**Written problem**
Rewrite the records below, changing "produce" to "return" throughout and leaving everything else unchanged.

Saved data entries
»»

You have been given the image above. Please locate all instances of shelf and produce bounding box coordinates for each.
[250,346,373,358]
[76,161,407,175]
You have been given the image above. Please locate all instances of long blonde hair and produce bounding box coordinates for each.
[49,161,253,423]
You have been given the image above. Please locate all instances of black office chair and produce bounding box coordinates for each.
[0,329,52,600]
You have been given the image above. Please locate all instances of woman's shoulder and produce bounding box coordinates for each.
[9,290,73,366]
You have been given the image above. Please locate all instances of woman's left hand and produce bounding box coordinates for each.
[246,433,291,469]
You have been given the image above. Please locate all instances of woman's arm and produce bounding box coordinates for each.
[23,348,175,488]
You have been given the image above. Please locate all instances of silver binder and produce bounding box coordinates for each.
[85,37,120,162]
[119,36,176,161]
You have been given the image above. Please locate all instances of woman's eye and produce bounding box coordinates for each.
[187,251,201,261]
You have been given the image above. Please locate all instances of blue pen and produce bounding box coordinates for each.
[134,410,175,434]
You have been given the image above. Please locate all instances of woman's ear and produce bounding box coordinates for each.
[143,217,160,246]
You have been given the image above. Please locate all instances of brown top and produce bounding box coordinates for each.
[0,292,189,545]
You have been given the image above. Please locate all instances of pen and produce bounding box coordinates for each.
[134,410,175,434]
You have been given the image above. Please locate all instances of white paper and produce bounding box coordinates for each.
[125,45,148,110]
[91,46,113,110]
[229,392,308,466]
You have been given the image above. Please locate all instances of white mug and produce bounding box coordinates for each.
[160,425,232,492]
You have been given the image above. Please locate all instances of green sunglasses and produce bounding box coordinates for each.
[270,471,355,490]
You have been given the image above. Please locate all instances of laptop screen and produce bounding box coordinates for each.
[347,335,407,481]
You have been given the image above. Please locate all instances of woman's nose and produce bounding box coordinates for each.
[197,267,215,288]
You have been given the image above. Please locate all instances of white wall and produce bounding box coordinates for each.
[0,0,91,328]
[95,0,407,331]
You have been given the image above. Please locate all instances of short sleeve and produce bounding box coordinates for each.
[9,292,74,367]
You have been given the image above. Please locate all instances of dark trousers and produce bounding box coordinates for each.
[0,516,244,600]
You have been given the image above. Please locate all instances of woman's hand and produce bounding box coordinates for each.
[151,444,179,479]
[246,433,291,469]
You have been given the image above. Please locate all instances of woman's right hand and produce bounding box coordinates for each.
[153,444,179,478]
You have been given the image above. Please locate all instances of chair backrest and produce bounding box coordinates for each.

««

**Task solution**
You have been given the image above. Please locate all instances of shelf and return bounding box coordinates for each.
[250,346,373,358]
[76,161,407,175]
You have been given the image above. Please locate all instances of long blonde hair and return bounding box coordinates for each.
[49,161,253,423]
You have been given the image above. Please locate all instances of black office chair and return bounding box coordinates for each.
[0,329,52,600]
You have been given the image above. Please locate all instances of woman's shoulder and return bounding box coordinates for each.
[9,290,73,366]
You have been given the image above. Please locate all instances of woman's left hand and return bounding box coordinates for each.
[246,433,291,469]
You have been given the image above. Please locate all instances of woman's arm and return bounding box coordinates for each.
[23,348,175,488]
You have been given the image above. Please locate all instances of silver binder and return bounding box coordinates for each.
[85,37,120,162]
[119,36,176,161]
You have been given the image above. Please locate all instances of woman's eye and return bounding box coordinates for each.
[187,251,201,261]
You have been given the image above. Please locate all instances of blue pen and return bounding box coordinates for each.
[134,410,175,434]
You have been given the image above. Please locate all instances of woman's ear and return bounding box coordinates for each.
[143,217,160,246]
You have been given the image above. Please locate all instances of brown top and return bounding box coordinates for each.
[0,292,189,545]
You have been given the image above. Please locate all instances of pen and return bounding box coordinates for each.
[134,410,175,434]
You have been given the image above. Please locate all instances of white paper and return bounding box coordinates for each.
[125,45,148,110]
[91,46,113,110]
[229,392,308,466]
You have been given the image above. Please locate all instances of white mug and return bounding box coordinates for each.
[160,425,232,492]
You have been given the image above. Please locate all instances of green sunglasses and return bounding box coordinates for each.
[270,471,355,490]
You have been given the image above. Please locate all instances of laptop screen and return bounding box coordinates for each.
[347,335,407,481]
You have been given the image above. Please locate all instances of woman's nose and return bounding box coordinates for each.
[197,267,215,288]
You have been given the image above. Please locate all instances of white wall and return bounding box coordinates for each.
[0,0,91,328]
[95,0,407,331]
You have been given the image above. Please locate all instances of short sleeve and return bounding box coordinates for each.
[9,292,74,367]
You have been given the image above. Please locate all instances of dark trousers and return bounding box coordinates for each.
[0,516,244,600]
You have been given the image above. Please locate all instances of woman's hand and return bounding box coordinates for each.
[151,444,179,479]
[246,433,291,469]
You have been given the image above. Please locate all instances of woman's right hand and return bounding box coordinates for each.
[153,444,179,478]
You have been given the image above. Please locate all instances of chair backrest and return bounding box coordinates for each.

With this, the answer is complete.